## BEGIN Reading passage

Sunday, June 03, 2012

The Cafe's got talent...

Well...We're good sports, at least...

 I come from a long line of frustrated musicians. Music -- and performing in general -- have always been a huge part of family gatherings for as long as I can remember.

Okay--give me a break about the "mike" thing; I'm very tired and my feet hurt.
Somewhere, probably in John Boy's Basement of Doom, is a reel-to-reel tape of my grandmother on guitar and my uncle on violin performing C' 'na luna mezz'u mare; and one of my earliest recollection is another of The Uncles doing a skit with my cousins that involved Crazy Foam and their Wire Haired Fox Terrier. John Boy's first drum set was my parent's suitcase as a snare drum and a metal trash can over-turned on a mic stand as a cymbal; my cousins were playing something on their guitars -- I don't know what, but I was singing I Should Have Known Better...badly.



Since then, we siblings and cousins have formed and reformed in various musical configurations, some even going professional (meaning some sort of item was given in exchange for the performance -- John Boy grossed $25  one night...) and we've passed this practice on to the next generation. So it was inevitable that, given our own venue, that we provide a showcase for this proclivity for ourselves and others like us.


Hence: The Courthouse Corner Cafe Open Mic Night.

Heir 1 (Charley) on acoustic, Dark Garden on drums, Mike Anderson on bass
Heir 2 (Joe) and Caisee
The Heirs

Trevor and Michael

Ladies and Gentlemen: The Von Trapp Family Singers

The Twinz (Trevor and Lucas) -- I think they're listening to the poem "Crab Boil" by Dark Garden -- hence this expression
...and the crowd went wild...sort of...
...still waiting for the crowd to go wild...
...okay, so me and Annette went wild...sort of...


Annette with some real poetry



I wasn't going to include this photo because it was so busy...until I looked a little closer...Lucas (on drums) has a stalker...

 


I can't say "thank you" enough for the community's support -- to Pastor Roy of Romney First United Methodist Church, who loaned us chairs; to Pastor Jack of Romney First Baptist Church for loaning us a mic stand; to Mike Anderson for helping out throughout this whole process and giving credibility to some of our jam sessions; to Steve and Ruth Martin of Church View Farm for their well wishes and the flowers (those roses smelled incredible!); and to the community members who braved the weather to come out (there were torrential rains and winds, not to mention TORNADOES in the area)!


Our next scheduled Open Mic Night is July 6 and we hope the antics of our inaugural event will convince more people to come in and sign up to perform.

Sunday, May 20, 2012

Like People Do

So today we were normal

Some of you may remember back when the Linguinis were always normal. But we haven't been normal for a very long time.

## END Reading passage

In the cafe blog post, what date is given for the next scheduled Open Mic Night?

## BEGIN Data section

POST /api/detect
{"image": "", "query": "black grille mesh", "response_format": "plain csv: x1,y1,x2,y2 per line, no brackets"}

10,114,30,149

## END Data section

Reply: July 6